Edit: I see now that the last Yamaha reviewed was the RX-Z11 (the RX-V1800 was an overview). So did he blow up the Yamaha?:(


October 2004 isn't the post date, that's his join date.:D This thread is very new.;)
Mea Culpa - Sorry misread join date as post date
 
P

PENG

Audioholic Slumlord
I was under the impression that the TX-SR805 and up took a different amplifier approach. I realize my thinking on this may be rather simplistic, but I will spill it anyway.:D The TX-SR805 and up employ 4 transistors per channel, and is less efficient than their previous designs (from my understanding). Typically receivers use only two transistors per channel, or in the bottom lines integrated output devices. I am curious as to why using 4 transistors would cause more heat. If you care to explain I would love to know (just please refrain from getting overly technical as I get easily discouraged when I see lengthy posts with a bunch of math:D).

* **Information provided**:
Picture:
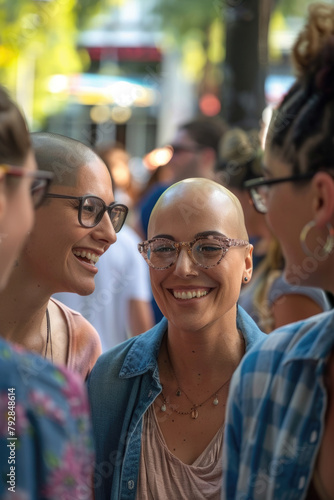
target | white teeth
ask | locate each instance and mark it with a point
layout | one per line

* **Work to complete**:
A. In the forum thread about receiver amplifiers, why does the poster ask for an explanation that is not overly technical? Answer in one to three sentences.
B. Continue the forum thread about receiver amplifiers from the point where it stops.

* **Responses per task**:
A. The poster gets easily discouraged by lengthy posts full of math.

B.
Anyway, I would like to hear your thoughts and insights on this.:)
I think an audio amplifer designer/engineer can answer your question in a more definitive way. My educated (hopefully) guess is that using more transistors per channel may produce more heat during idling but I doubt it is the reason why the 805 reportedly run hotter in general. As you know high power amplifiers generally use much more than 2 transistors per channel and not all of them run excessively hot.